### Testo citato

Cos’è la lingua quando cessa di comunicare? Vanni Bianconi presenta Babel Festival 2019

Babel Festival

A settembre è ormai consueto l’appuntamento con i festival culturali che portano l’estate fin dentro l’autunno con una serie di fine settimana sparsi nelle varie città italiane all’insegna della letteratura, della filosofia, dell’ecologia e della scienza. Le piazze delle città diventano così veri e propri luoghi di confronto e di scambio in cui si intessono nuove relazioni e se ne approfondiscono altre.

Babel Festival

Ed è proprio partendo dall’idea della relazione che abbiamo con piacere intervistato Vanni Bianconi che dirige un festival poco oltre i confini italiani che si caratterizza per un tema che per certi versi riassume tutti gli altri: la traduzione. Babel Festival – che apre i battenti il 12 settembre –  giunge alla tredicesima edizione guidato da Vanni Bianconi, poeta e traduttore, originario di Locarno e da dieci anni residente a Londra. Quando nasce e perché Babel Festival? Cosa vi ha ispirato? Quale l’ambizione e la visione? Quale la necessità?

######

Istruzioni e requisiti —
Citi per intero e parola per parola il testo su Babel Festival 2019. I record costituiscono materiale distinto e indipendente dal testo.

### Materiale fornito

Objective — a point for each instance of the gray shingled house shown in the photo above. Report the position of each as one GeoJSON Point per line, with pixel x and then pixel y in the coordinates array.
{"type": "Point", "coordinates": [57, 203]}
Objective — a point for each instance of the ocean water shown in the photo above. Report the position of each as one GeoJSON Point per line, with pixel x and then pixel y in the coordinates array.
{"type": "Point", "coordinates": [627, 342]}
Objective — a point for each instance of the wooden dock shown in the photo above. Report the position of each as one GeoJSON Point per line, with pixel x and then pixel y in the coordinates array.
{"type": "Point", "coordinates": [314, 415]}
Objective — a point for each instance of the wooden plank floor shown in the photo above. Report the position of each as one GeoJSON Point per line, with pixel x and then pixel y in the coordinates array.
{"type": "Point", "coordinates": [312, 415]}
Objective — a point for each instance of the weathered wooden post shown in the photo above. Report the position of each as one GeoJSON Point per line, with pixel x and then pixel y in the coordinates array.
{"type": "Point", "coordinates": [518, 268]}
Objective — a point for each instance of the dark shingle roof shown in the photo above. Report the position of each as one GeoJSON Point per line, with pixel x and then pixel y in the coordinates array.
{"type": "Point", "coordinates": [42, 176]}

######
### Materiale fornito

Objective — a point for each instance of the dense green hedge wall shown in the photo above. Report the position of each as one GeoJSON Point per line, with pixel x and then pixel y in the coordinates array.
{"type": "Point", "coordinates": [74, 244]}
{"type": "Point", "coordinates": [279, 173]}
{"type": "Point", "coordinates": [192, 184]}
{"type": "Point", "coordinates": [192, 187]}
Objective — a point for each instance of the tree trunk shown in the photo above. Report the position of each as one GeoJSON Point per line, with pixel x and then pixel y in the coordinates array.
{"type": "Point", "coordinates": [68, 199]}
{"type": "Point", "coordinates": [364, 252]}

######
### Materiale fornito

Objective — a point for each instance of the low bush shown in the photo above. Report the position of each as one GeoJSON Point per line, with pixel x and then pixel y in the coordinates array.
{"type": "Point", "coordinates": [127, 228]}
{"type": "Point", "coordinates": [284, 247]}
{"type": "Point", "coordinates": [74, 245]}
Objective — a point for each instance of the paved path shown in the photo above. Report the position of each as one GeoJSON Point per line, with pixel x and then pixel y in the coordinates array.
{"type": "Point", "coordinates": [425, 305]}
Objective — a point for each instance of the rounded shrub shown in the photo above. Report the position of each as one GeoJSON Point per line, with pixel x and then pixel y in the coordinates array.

######

Risposta scritta —
Cos’è la lingua quando cessa di comunicare? Vanni Bianconi presenta Babel Festival 2019

Babel Festival

A settembre è ormai consueto l’appuntamento con i festival culturali che portano l’estate fin dentro l’autunno con una serie di fine settimana sparsi nelle varie città italiane all’insegna della letteratura, della filosofia, dell’ecologia e della scienza. Le piazze delle città diventano così veri e propri luoghi di confronto e di scambio in cui si intessono nuove relazioni e se ne approfondiscono altre.

Babel Festival

Ed è proprio partendo dall’idea della relazione che abbiamo con piacere intervistato Vanni Bianconi che dirige un festival poco oltre i confini italiani che si caratterizza per un tema che per certi versi riassume tutti gli altri: la traduzione. Babel Festival – che apre i battenti il 12 settembre –  giunge alla tredicesima edizione guidato da Vanni Bianconi, poeta e traduttore, originario di Locarno e da dieci anni residente a Londra. Quando nasce e perché Babel Festival? Cosa vi ha ispirato? Quale l’ambizione e la visione? Quale la necessità?